Dokument:
######

Welche Gemeinsamkeiten haben diesen beiden Beispiele? Außerhalb des institutionellen Kulturbereichs suchen und schaffen sich Jugendliche selbst Räume, in denen sie ihre Zeit verbringen. Und zwar zu ihren eigenen Bedingungen, d. h. wo sie nicht von Erwachsenen kontrolliert werden, umgeben von Menschen und in (kulturellen) Bereichen, die sie mögen (die von unseren Institutionen häufig noch immer nicht vollständig anerkannt sind).

Auf diese Weise erfüllen sich die Jugendlichen ihren Wunsch, sich an sogenannten „Dritten Orten“ aufzuhalten – etwas, das im Übrigen nicht nur für junge Menschen charakteristisch und typisch ist.  Der Dritte Ort (The Third Place) ist ein Begriff, der einen Ort im öffentlichen Raum beschreibt, der weder unser Zuhause noch unser Arbeitsplatz oder unsere Schule ist. Der Begriff wurde erstmals 1989 von dem amerikanischen Soziologen Ray Oldenburg in seinem Buch „The Great Good Place“ verwendet. Seitdem bemühen sich Einrichtungen in der ganzen Welt, bei der Gestaltung ihrer Räumlichkeiten auch darum, den Menschen ganz einfach die Möglichkeit zu geben, einfach nur „da zu sein“. Nicht unbedingt dadurch, dass sie an organisierten Aktivitäten teilnehmen, sondern indem sie die Situationen selbst gestalten. Wir kennen Beispiele für eine solche Nutzung von Kulturzentren, Bibliotheken und Gemeindezentren durch Erwachsene – einschließlich Senior:innen, aber es gibt noch immer zu wenig gute Praxisbeispiele für die Einbeziehung junger Menschen. Das Thema ist nach wie vor aktuell – wie unter anderem die letztjährige Besucherstudie im Kulturzentrum ZAMEK in Posen zeigte, die ich mitorganisieren durfte. Junge Menschen suchen nach einem Ort der Selbstbestimmung, der Unabhängigkeit und der Selbstorganisation. Die schwierigste Frage ist, sind wir bereit dafür und (was nicht weniger bedeutsam ist) sind wir auch in der Lage, einen solchen Ort zu schaffen (und zwar stets in Zusammenarbeit mit Vertreter:innen von Jugendgruppen)? Ich möchte drei der häufigsten Bedenken aufführen:

--- die Angst, die eigene Handlungsfähigkeit zu verlieren: Wenn wir die Aufgabe mit anderen Menschen teilen, wozu sind wir dann überhaupt noch da? Was wird unsere Rolle sein? Was ist mit unserem Fachwissen (wir wissen am besten, was der Empfänger – darunter auch junge Menschen – braucht)?

######

Auszüge aus einem Datensatz zur Ortsannotation
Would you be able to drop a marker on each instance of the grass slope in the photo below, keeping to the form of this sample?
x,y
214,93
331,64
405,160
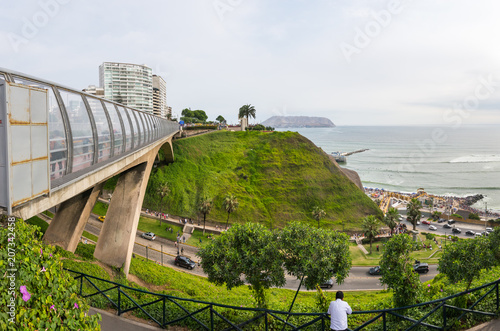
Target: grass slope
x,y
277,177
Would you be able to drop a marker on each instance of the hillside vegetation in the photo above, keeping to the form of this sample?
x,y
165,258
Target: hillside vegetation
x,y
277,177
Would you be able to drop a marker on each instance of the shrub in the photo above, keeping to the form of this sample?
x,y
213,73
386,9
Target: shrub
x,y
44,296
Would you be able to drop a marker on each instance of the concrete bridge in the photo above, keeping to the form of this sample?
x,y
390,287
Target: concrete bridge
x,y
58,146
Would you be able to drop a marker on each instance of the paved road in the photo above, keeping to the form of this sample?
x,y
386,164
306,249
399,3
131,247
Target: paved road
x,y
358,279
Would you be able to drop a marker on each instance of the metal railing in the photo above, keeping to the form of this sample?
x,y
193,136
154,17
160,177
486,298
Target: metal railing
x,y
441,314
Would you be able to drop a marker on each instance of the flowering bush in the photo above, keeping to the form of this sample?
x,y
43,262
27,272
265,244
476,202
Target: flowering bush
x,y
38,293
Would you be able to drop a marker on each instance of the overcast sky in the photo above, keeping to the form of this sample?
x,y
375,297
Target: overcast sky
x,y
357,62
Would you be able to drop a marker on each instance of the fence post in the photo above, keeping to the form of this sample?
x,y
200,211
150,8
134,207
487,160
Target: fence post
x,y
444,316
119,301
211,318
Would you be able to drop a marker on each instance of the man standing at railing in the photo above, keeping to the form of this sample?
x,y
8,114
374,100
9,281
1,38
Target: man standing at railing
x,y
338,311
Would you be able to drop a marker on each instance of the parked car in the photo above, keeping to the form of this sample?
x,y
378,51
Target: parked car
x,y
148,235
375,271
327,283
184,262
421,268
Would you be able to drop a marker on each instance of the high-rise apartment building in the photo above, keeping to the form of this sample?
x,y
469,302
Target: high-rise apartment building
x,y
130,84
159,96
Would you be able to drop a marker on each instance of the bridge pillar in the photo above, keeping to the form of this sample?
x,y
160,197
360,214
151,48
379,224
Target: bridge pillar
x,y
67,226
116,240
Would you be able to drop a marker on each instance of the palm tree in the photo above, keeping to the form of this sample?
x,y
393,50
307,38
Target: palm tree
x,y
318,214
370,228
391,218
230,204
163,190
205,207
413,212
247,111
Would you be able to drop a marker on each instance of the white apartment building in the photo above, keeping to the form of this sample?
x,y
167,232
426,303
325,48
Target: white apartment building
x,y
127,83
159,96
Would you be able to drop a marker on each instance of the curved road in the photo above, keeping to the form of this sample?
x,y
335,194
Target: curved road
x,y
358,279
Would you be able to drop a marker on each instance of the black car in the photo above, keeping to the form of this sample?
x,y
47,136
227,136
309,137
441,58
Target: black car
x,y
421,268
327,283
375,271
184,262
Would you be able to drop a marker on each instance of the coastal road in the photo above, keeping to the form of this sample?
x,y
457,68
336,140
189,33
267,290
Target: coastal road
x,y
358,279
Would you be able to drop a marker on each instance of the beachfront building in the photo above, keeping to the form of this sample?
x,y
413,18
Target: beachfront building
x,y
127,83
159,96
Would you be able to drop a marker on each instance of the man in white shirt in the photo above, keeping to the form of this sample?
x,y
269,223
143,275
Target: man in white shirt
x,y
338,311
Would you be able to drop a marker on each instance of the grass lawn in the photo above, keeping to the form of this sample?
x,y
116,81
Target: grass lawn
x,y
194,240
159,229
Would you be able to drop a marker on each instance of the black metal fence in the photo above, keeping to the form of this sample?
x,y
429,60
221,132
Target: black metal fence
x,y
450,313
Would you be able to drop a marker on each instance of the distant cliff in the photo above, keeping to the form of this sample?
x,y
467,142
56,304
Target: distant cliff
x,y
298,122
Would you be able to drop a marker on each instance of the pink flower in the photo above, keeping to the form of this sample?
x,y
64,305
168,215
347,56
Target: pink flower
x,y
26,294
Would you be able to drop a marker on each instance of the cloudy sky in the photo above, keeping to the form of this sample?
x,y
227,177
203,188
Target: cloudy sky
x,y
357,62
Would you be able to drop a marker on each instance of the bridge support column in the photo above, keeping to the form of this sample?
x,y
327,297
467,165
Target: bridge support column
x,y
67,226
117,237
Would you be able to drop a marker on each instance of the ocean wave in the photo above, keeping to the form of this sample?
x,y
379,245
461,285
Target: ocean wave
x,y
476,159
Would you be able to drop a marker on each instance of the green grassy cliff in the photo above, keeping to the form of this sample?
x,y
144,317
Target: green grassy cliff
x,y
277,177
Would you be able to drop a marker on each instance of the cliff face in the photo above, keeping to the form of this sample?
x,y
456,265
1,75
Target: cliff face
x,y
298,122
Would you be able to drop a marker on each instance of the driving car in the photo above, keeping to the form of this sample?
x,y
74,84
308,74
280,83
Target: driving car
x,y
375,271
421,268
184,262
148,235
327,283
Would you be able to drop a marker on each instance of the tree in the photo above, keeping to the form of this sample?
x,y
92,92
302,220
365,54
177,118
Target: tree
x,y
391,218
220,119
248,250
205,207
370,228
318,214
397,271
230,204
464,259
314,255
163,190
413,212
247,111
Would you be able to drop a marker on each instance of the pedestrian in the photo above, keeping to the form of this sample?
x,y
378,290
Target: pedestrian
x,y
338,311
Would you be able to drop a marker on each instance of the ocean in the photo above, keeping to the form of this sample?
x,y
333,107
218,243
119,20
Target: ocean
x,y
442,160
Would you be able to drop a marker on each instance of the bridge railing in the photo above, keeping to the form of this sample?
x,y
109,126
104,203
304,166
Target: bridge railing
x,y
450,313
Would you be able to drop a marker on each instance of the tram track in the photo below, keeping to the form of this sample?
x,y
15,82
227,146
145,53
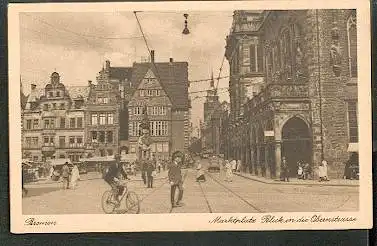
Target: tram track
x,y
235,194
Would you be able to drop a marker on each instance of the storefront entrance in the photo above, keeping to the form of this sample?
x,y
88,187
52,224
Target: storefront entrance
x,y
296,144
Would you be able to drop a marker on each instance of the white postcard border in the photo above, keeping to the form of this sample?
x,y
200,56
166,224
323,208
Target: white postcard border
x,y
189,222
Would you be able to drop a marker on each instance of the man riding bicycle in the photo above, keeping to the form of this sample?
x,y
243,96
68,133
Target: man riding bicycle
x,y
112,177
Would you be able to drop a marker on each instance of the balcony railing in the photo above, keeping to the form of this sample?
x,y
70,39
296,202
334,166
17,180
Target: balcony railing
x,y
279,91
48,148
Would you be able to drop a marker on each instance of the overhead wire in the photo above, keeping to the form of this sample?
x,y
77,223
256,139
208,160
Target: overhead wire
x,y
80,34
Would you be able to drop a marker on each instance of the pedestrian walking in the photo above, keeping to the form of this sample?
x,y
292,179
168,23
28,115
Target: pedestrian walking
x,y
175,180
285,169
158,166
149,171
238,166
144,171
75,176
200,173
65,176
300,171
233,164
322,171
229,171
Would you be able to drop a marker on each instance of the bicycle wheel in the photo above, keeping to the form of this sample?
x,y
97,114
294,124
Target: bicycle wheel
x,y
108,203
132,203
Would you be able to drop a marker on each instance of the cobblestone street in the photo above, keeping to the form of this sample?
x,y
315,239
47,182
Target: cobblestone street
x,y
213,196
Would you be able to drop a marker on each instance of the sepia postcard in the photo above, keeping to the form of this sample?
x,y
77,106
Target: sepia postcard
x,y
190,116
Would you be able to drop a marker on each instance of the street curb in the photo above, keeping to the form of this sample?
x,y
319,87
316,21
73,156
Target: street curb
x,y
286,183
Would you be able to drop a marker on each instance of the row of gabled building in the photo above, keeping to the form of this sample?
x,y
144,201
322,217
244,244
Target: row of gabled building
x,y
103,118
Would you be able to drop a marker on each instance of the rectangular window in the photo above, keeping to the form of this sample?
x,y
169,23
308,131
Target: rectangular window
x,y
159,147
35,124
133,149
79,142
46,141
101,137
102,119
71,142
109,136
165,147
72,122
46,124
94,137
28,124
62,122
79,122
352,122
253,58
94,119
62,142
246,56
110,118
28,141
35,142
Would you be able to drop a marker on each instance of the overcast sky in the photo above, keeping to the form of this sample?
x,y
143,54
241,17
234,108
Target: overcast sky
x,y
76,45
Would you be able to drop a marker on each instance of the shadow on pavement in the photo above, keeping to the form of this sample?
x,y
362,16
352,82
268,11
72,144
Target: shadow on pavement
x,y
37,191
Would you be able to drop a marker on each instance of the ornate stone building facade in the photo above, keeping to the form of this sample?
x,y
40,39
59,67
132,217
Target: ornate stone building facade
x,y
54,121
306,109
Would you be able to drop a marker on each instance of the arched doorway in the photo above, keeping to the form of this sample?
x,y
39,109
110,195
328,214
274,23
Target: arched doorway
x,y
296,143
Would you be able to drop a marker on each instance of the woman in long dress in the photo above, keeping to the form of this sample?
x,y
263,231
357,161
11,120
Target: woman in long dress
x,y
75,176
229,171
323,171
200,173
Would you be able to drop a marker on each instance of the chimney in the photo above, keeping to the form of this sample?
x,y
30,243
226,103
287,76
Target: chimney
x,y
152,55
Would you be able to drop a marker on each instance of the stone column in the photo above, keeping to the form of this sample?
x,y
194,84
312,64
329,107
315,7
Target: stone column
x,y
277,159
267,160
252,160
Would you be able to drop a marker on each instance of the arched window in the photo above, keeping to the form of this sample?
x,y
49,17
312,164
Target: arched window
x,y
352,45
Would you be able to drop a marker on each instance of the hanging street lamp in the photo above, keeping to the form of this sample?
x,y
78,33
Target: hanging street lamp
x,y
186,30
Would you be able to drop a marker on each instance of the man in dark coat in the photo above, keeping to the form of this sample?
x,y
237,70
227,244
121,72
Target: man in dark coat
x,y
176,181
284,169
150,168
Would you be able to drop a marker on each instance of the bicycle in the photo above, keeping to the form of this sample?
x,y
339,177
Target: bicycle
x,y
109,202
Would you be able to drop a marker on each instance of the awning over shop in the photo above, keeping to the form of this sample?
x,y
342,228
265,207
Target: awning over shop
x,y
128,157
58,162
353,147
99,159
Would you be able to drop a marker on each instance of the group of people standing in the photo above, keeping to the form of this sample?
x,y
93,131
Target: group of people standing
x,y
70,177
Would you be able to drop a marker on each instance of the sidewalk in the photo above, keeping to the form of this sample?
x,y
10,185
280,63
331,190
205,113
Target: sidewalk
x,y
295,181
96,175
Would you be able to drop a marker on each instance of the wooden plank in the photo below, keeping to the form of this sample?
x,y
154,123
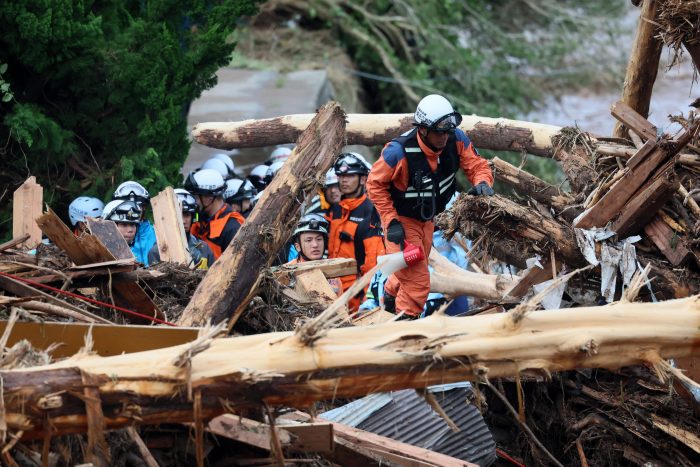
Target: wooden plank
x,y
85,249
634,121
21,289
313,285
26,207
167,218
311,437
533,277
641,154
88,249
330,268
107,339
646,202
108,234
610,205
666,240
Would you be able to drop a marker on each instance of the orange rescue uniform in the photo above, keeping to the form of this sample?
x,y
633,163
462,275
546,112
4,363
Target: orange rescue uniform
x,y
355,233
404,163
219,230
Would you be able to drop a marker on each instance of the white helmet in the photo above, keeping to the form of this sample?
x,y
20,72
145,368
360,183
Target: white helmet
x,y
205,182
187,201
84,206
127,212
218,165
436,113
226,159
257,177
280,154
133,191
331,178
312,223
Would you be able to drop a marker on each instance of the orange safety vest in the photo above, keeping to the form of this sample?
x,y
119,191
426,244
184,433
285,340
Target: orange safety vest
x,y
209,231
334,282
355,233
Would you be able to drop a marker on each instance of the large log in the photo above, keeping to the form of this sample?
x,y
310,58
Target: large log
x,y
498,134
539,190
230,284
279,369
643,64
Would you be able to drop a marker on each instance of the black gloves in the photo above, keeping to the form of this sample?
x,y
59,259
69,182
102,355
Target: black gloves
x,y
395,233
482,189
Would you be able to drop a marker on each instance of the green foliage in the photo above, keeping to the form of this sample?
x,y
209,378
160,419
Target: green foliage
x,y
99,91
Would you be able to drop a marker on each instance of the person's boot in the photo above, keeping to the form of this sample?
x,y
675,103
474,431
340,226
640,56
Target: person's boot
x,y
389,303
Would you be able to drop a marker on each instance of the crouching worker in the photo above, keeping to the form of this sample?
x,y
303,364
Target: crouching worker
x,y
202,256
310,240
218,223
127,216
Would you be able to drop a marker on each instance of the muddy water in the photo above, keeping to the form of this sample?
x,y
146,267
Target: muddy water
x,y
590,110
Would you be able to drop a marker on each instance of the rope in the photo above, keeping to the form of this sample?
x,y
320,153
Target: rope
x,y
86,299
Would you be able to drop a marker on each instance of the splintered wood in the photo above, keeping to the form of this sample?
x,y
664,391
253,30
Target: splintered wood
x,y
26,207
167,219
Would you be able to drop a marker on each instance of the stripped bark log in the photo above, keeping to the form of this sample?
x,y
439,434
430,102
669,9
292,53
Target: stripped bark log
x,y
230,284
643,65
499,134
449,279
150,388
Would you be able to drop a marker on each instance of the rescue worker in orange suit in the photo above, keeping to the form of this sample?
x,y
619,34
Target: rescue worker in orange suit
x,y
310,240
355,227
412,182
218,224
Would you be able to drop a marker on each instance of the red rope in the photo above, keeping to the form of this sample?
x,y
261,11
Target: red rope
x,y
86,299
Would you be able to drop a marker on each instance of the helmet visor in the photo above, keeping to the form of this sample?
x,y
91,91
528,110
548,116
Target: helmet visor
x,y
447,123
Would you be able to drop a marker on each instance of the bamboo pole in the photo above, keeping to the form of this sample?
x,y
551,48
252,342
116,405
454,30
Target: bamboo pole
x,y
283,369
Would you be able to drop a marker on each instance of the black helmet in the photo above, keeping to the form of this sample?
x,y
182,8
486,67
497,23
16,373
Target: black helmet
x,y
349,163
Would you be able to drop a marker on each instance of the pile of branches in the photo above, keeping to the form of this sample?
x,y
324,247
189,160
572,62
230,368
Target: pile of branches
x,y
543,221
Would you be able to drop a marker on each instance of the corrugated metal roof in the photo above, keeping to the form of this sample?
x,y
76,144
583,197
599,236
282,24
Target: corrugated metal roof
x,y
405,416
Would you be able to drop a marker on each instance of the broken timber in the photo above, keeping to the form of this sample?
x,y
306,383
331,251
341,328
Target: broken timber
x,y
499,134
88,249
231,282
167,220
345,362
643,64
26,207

######

Zu erledigen:
1. Entnimm dem Text über Dritte Orte wörtlich alles von „Welche Gemeinsamkeiten haben“ bis hinunter zu „vollständig anerkannt sind).“.
2. In welchem Jahr und in welchem Buch verwendete Ray Oldenburg laut dem Text über Dritte Orte den Begriff zum ersten Mal?
Die Daten sind eigenständiges Material und gehören nicht zum Text über Dritte Orte.

Ergebnisse:
1.
Welche Gemeinsamkeiten haben diesen beiden Beispiele? Außerhalb des institutionellen Kulturbereichs suchen und schaffen sich Jugendliche selbst Räume, in denen sie ihre Zeit verbringen. Und zwar zu ihren eigenen Bedingungen, d. h. wo sie nicht von Erwachsenen kontrolliert werden, umgeben von Menschen und in (kulturellen) Bereichen, die sie mögen (die von unseren Institutionen häufig noch immer nicht vollständig anerkannt sind).

2. 1989 in seinem Buch „The Great Good Place“.